* **Records drawn from a dataset**
* * *
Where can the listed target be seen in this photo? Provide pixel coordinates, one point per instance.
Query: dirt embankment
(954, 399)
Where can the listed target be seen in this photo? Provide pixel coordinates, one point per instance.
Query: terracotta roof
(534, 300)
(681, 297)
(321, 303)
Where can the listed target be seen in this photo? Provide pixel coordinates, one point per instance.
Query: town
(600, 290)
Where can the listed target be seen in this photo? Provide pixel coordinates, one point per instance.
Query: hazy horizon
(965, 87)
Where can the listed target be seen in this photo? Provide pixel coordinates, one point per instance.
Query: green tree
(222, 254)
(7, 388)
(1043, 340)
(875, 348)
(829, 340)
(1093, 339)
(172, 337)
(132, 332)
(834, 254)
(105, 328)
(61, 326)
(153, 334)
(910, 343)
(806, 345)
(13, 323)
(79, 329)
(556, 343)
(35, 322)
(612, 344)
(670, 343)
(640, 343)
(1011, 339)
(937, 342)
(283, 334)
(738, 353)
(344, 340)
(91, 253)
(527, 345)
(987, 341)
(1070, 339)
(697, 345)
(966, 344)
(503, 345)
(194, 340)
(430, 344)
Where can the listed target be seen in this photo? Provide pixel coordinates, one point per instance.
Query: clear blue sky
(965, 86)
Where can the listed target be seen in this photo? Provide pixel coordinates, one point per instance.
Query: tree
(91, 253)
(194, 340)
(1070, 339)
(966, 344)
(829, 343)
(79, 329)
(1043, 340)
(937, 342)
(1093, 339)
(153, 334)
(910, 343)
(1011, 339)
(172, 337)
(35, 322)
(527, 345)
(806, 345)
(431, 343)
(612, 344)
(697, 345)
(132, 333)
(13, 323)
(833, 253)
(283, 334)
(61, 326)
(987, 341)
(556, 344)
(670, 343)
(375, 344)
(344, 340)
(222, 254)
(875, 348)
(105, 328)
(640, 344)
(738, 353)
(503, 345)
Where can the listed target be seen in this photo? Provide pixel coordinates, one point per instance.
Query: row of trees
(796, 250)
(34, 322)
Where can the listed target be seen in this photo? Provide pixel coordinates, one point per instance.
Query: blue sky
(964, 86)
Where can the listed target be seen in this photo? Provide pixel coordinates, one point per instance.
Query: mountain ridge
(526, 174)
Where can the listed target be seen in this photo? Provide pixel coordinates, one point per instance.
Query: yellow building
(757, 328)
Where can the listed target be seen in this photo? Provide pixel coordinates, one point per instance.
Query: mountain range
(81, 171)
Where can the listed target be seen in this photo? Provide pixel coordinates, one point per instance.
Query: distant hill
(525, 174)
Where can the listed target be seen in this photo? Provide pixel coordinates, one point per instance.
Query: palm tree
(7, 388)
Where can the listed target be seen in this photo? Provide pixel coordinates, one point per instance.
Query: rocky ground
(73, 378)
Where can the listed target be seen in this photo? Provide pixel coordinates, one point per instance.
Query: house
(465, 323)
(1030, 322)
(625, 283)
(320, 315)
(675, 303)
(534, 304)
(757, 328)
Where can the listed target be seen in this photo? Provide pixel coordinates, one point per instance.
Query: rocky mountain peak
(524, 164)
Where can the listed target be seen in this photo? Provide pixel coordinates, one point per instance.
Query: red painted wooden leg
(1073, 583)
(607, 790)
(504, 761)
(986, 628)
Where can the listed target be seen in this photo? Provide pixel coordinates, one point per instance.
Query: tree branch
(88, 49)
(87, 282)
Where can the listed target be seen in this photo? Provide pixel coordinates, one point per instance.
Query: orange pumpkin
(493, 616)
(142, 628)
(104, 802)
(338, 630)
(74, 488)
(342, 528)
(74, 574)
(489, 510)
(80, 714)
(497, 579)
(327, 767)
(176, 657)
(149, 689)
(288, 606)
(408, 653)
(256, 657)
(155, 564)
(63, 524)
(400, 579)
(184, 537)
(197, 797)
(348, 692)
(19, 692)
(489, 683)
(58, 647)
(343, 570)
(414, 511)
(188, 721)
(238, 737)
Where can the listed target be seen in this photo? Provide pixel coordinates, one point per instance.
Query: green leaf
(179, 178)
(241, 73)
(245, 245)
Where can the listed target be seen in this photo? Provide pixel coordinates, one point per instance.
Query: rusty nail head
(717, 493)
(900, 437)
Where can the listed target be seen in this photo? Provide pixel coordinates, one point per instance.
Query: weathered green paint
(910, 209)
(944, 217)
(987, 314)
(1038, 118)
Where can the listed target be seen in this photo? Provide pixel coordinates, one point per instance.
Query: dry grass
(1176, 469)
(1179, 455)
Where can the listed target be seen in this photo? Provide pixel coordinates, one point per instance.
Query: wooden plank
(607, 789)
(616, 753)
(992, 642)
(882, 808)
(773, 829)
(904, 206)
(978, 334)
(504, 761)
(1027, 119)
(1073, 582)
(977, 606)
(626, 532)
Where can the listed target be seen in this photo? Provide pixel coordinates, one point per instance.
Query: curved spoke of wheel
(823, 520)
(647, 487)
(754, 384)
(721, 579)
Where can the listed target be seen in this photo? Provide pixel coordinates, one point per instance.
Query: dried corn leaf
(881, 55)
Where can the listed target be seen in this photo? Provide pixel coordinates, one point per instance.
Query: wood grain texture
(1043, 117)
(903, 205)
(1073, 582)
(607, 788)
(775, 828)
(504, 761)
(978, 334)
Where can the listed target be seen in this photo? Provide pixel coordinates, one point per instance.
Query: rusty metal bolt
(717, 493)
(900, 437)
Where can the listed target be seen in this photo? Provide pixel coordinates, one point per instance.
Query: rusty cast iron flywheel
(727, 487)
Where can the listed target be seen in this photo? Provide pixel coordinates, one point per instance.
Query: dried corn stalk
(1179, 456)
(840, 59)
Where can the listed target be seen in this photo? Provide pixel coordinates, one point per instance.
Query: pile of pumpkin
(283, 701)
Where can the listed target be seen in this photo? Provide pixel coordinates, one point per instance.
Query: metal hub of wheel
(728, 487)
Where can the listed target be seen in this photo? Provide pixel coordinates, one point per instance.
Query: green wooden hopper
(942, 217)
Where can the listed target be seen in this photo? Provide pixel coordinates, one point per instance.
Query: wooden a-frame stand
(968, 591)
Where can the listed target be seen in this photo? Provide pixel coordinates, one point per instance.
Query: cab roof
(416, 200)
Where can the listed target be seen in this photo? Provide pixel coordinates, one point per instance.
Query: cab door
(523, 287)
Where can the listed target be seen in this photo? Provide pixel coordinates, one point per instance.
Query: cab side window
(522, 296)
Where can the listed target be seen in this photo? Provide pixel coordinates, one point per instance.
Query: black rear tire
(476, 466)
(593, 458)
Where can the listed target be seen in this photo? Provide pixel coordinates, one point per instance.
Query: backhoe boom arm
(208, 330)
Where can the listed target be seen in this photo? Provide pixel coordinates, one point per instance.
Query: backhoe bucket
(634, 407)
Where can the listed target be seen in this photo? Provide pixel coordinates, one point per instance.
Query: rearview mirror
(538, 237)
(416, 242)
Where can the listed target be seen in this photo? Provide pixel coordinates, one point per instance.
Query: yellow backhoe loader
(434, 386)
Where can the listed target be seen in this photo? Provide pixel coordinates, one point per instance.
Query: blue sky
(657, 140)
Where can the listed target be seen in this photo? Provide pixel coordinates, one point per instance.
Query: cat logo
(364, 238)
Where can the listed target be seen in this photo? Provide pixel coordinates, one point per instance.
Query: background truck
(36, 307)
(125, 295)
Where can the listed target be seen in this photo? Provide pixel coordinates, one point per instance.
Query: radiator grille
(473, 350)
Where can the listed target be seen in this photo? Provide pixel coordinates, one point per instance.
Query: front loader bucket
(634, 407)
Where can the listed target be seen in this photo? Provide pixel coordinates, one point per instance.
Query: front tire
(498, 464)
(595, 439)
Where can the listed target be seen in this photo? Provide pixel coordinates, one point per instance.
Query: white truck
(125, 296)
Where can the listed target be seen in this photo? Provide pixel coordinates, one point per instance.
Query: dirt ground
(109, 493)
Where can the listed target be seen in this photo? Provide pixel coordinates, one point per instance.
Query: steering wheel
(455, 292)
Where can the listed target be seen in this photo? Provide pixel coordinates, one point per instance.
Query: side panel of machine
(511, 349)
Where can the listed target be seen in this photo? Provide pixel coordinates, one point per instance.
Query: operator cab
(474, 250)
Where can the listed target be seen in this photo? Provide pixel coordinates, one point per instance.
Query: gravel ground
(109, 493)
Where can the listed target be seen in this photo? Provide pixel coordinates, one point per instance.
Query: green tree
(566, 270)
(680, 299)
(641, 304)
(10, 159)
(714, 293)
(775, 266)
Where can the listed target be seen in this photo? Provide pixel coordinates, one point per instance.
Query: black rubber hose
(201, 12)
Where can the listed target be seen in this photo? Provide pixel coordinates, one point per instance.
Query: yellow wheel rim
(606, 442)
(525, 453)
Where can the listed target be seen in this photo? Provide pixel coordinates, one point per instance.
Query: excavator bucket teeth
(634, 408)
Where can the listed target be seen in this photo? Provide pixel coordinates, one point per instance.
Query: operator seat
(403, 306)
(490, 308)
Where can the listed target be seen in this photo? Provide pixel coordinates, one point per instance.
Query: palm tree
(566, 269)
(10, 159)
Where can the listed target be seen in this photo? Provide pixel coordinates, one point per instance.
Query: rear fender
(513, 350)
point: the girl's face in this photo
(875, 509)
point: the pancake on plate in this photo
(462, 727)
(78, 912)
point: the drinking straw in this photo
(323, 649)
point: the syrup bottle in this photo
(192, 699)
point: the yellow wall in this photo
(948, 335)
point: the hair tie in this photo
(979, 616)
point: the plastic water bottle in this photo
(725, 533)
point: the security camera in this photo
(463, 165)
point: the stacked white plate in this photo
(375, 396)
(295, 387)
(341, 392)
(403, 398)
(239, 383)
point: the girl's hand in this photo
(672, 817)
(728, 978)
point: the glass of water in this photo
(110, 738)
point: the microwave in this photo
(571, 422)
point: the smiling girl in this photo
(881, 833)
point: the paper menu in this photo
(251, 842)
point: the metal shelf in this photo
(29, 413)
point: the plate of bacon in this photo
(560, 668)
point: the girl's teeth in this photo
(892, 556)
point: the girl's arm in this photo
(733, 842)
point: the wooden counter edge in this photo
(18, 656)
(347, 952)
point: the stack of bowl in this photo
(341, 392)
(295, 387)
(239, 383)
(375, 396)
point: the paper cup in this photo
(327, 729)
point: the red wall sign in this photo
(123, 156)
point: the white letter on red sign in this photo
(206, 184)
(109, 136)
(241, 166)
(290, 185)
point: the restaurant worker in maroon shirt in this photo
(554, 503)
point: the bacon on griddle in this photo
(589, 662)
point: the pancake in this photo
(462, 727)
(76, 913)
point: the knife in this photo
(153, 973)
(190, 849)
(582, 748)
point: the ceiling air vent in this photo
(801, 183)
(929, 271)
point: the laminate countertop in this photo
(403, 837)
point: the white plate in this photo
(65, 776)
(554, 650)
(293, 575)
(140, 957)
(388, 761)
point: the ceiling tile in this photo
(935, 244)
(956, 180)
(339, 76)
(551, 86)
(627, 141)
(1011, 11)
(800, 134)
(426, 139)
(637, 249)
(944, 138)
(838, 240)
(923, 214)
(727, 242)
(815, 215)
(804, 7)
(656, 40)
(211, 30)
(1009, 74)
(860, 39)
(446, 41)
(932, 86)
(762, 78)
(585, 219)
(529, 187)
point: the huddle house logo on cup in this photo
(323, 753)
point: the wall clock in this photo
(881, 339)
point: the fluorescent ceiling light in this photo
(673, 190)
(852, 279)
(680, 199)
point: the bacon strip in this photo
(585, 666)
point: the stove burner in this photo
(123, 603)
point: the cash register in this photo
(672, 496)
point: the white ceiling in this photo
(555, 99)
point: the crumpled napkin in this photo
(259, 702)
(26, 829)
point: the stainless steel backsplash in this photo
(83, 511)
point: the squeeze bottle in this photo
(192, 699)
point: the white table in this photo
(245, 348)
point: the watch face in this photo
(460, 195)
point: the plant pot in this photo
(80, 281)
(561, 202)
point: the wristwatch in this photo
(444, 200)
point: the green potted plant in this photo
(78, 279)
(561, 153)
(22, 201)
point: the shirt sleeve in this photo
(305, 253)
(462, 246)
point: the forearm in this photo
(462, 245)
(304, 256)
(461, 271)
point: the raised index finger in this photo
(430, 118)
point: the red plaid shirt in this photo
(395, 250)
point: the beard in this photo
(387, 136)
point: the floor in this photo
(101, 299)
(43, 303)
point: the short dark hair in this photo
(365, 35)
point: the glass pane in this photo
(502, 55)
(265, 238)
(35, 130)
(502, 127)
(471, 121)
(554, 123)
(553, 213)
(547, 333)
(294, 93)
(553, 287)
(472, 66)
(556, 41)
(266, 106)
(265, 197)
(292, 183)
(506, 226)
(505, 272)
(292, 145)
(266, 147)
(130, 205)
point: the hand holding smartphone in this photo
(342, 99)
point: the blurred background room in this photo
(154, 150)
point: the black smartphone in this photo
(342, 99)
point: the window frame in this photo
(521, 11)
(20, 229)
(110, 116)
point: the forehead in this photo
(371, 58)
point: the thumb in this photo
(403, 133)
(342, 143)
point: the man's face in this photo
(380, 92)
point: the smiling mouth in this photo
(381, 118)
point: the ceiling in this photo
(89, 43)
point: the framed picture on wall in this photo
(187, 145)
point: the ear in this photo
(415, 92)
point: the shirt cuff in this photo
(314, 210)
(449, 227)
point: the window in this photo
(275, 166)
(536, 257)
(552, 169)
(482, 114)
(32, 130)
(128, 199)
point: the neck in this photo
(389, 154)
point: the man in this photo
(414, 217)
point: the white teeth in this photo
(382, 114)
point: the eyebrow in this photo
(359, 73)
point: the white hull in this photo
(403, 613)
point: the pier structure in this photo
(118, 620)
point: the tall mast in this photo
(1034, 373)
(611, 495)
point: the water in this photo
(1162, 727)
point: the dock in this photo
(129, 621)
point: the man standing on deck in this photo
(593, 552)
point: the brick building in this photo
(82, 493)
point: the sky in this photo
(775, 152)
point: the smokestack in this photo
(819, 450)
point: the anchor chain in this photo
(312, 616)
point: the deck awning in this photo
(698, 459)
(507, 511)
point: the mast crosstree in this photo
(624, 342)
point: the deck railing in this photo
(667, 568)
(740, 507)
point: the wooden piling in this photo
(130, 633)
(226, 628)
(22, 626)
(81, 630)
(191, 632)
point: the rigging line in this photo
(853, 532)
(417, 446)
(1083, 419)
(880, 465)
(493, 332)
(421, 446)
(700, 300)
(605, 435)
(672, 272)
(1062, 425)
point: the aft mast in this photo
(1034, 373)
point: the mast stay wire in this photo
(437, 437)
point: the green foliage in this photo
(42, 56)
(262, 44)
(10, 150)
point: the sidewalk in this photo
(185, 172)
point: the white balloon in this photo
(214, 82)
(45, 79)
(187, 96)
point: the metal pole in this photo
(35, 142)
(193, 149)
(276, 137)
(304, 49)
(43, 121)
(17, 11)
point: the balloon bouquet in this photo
* * *
* **PROMPT**
Look for "point: the sidewalk in this photo" in the records. Write out its line and every later line through the end exactly, with nothing more.

* **WRITTEN ANSWER**
point: the sidewalk in this photo
(185, 172)
point: the white balloon in this photo
(214, 82)
(45, 79)
(187, 96)
point: the metal pole in this photo
(35, 142)
(193, 149)
(276, 137)
(304, 49)
(43, 121)
(17, 11)
point: the balloon bouquet in this photo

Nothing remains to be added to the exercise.